YOUR TASKS:
1 > Write out the passage in the interview with Jinx Schwartz from "Raised in the" to "Sea of Cortez.".
2 > Answer these questions using the interview with Jinx Schwartz:
(a) In which two countries' jungles was Jinx raised?
(b) What is the name of the protagonist in her mystery series?
(c) Between which two places do Jinx and her husband now divide their time?

EXTRACT PROVIDED:
Wednesday, November 30, 2011

Ahoy, JInx Schwartz!

Howdy, friends. Welcome to THE JOY OF STORY. Today you’ll have the joy of meeting mystery fiction writer Jinx Schwartz, and hearing her story, and hearing about how she crafts her stories.

Raised in the jungles of Haiti and Thailand, with returns to Texas in between, Jinx followed her father's steel-toed footsteps into the Construction and Engineering industry in hopes of building dams. Finding all the good rivers taken, she traveled the world defacing other landscapes with mega-projects in Alaska, Japan, New Zealand, Puerto Rico and Mexico.

Like Hetta Coffey, the protagonist in her mystery series, Jinx was a woman with a yacht—and she wasn't afraid to use it—when she met her husband, Mad Dog Schwartz. Together they opted to become cash-poor cruisers rather than continue chasing the rat, so they sailed under the Golden Gate Bridge, turned left, and headed for Mexico. They now divide their time between Arizona and Mexico's Sea of Cortez.

John: Welcome aboard Jinx. And thanks for spending some time with us. What an adventurous life you lead! How much of your past shows up in your fiction? How much of your present?

DATA SUPPLIED:
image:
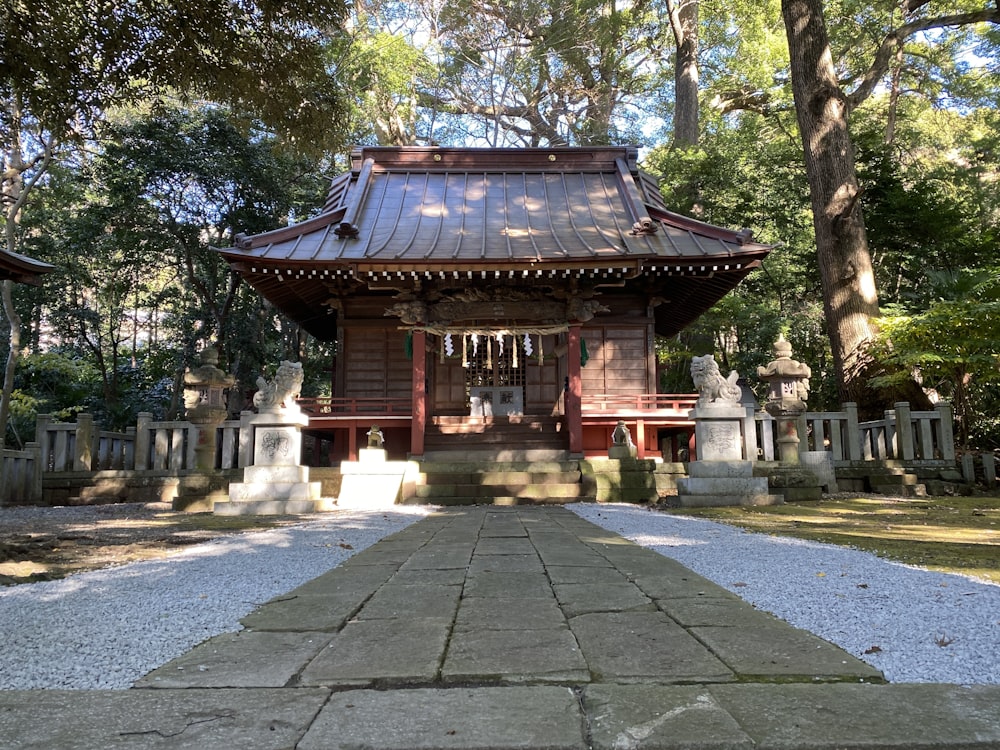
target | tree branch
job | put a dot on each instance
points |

* * *

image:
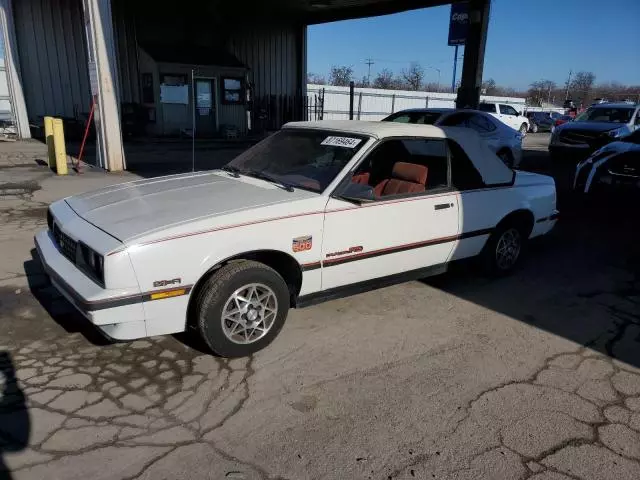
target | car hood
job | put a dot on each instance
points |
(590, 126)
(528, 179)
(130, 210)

--

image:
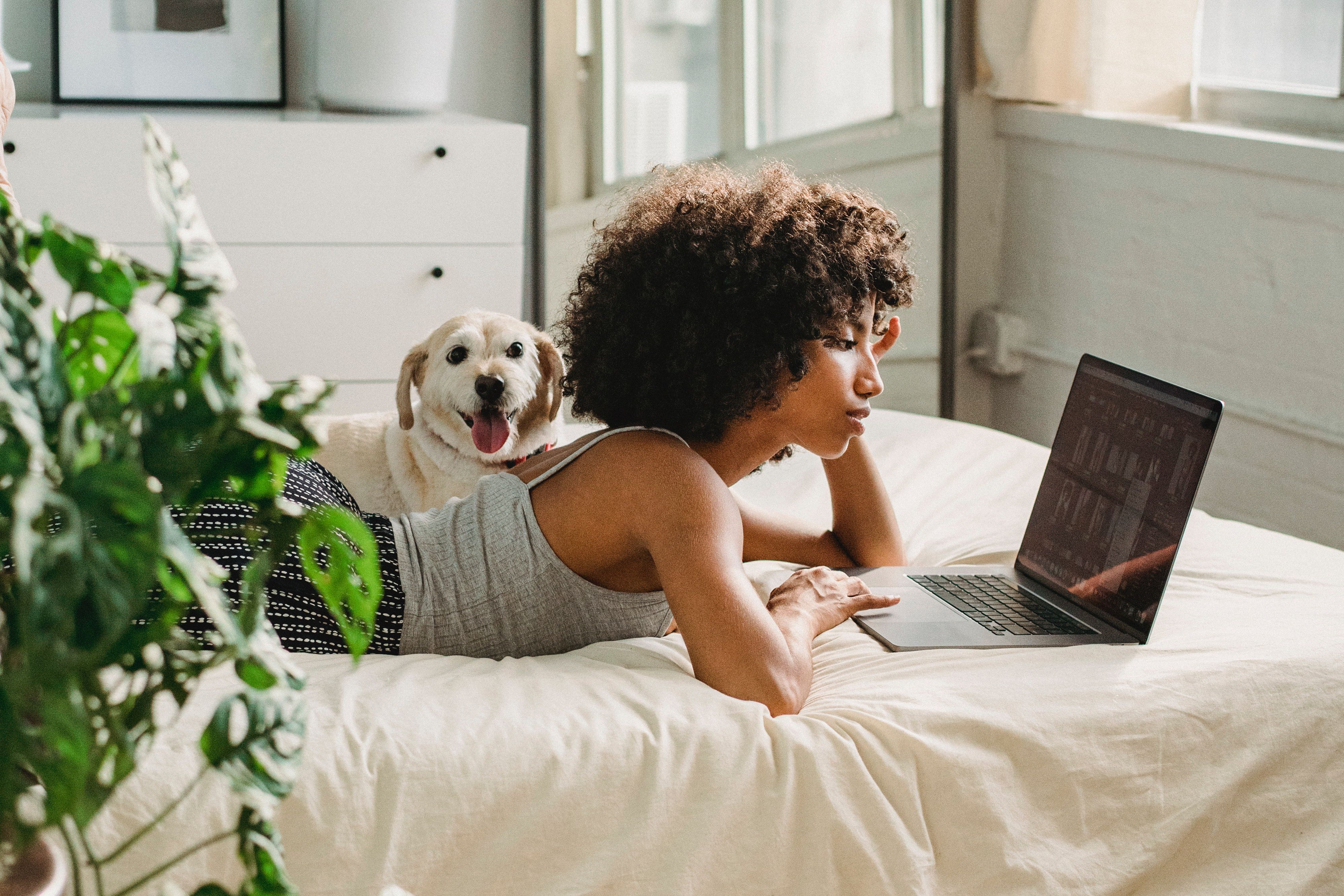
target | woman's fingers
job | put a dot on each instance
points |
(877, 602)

SOLVED PROBLEMS:
1 >
Raised in the jungles of Haiti and Thailand, with returns to Texas in between, Jinx followed her father's steel-toed footsteps into the Construction and Engineering industry in hopes of building dams. Finding all the good rivers taken, she traveled the world defacing other landscapes with mega-projects in Alaska, Japan, New Zealand, Puerto Rico and Mexico.

Like Hetta Coffey, the protagonist in her mystery series, Jinx was a woman with a yacht—and she wasn't afraid to use it—when she met her husband, Mad Dog Schwartz. Together they opted to become cash-poor cruisers rather than continue chasing the rat, so they sailed under the Golden Gate Bridge, turned left, and headed for Mexico. They now divide their time between Arizona and Mexico's Sea of Cortez.

2 >
(a) Haiti and Thailand
(b) Hetta Coffey
(c) Arizona and Mexico's Sea of Cortez